* START Passage provided *

PM worried at subsidy bill but mum on road map

Prime Minister Manmohan Singh on Thursday once again repeated what is well-known - that the government’s subsidy burden petroleum, food and fertiliser sectors is going to exceed Rs 1,00,000 crore this year - but without providing any road map to t...

NEW DELHI: Prime Minister Manmohan Singh on Thursday once again repeated what is well-known — that the government’s subsidy burden petroleum, food and fertiliser sectors is going to exceed Rs 1,00,000 crore this year — but without providing any road map to tackle the issue.

“We need to address the problem of mounting subsidies in food, fertilisers and now, in petroleum which is a recent phenomenon. Over Rs 1,00,000 crore are going to be spent this year alone on these three items,” Mr Singh said at the Full Planning Commission meeting to approve the draft 11th Five Year Plan.

* END Passage provided *
* START Raw data *

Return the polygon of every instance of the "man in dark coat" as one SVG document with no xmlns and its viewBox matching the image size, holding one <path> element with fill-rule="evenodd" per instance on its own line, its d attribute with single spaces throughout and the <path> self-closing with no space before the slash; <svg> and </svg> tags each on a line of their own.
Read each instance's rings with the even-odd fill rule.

* END Raw data *

* _Written exercise_:
Could you reproduce everything in the subsidy article from "NEW DELHI: Prime" down to "Five Year Plan.", swapping "subsidies" for "handouts"? The material that comes after the subsidy article is separate from it.

* _Written reply_:
NEW DELHI: Prime Minister Manmohan Singh on Thursday once again repeated what is well-known — that the government’s subsidy burden petroleum, food and fertiliser sectors is going to exceed Rs 1,00,000 crore this year — but without providing any road map to tackle the issue.

“We need to address the problem of mounting handouts in food, fertilisers and now, in petroleum which is a recent phenomenon. Over Rs 1,00,000 crore are going to be spent this year alone on these three items,” Mr Singh said at the Full Planning Commission meeting to approve the draft 11th Five Year Plan.